*** Opening Material supplied ***

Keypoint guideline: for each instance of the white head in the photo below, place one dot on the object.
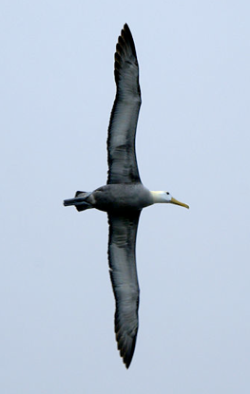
(161, 197)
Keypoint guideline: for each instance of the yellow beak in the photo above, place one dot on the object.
(174, 201)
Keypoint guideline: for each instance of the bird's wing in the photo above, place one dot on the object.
(124, 116)
(123, 273)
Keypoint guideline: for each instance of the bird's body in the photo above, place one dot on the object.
(124, 196)
(117, 198)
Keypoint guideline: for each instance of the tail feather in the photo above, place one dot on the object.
(79, 201)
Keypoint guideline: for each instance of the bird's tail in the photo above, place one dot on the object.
(79, 201)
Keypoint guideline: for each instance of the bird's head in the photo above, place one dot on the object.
(161, 197)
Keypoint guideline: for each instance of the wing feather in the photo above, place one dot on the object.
(124, 116)
(123, 274)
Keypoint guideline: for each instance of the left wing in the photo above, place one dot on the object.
(123, 274)
(124, 116)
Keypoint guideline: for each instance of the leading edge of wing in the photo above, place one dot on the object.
(123, 274)
(124, 116)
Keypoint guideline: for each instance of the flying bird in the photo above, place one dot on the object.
(124, 196)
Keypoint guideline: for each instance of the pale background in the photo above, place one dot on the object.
(56, 301)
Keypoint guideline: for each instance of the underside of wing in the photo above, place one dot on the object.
(124, 116)
(123, 274)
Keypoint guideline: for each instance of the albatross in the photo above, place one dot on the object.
(124, 196)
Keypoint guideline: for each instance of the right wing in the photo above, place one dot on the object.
(123, 274)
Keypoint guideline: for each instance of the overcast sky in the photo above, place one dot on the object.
(56, 301)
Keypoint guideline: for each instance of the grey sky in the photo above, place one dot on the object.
(56, 303)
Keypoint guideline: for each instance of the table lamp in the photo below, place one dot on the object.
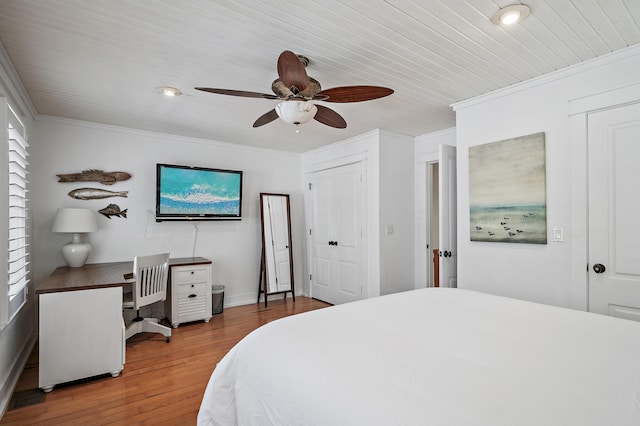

*** Closing Material supplied ***

Output verbatim the lines beginning at the line with "Keypoint guideline: for each instance of the pale" and ending at the last line of the material above, inclusive. Do not carry over any pictures.

Keypoint guideline: for each instance of the pale background in the photo above, place one dot on the object.
(56, 301)
Keypoint guideline: for each instance of the underside of wing in the photo above, place one dot on the object.
(124, 116)
(123, 274)
Keypoint guideline: for each instance of the albatross in the photo above, place one dot on the object.
(124, 196)
Keypoint guideline: for each instance of the right wing in the photo above, place one dot on the object.
(123, 274)
Keypoint guideline: for each instance of the overcast sky in the photo above, place one dot on the object.
(56, 301)
Keypoint guideline: for each instance of the grey sky in the photo above, place one dot on the object.
(56, 303)
Keypoint guideline: for each instance of the table lamp in the photo below, place one dot on the object.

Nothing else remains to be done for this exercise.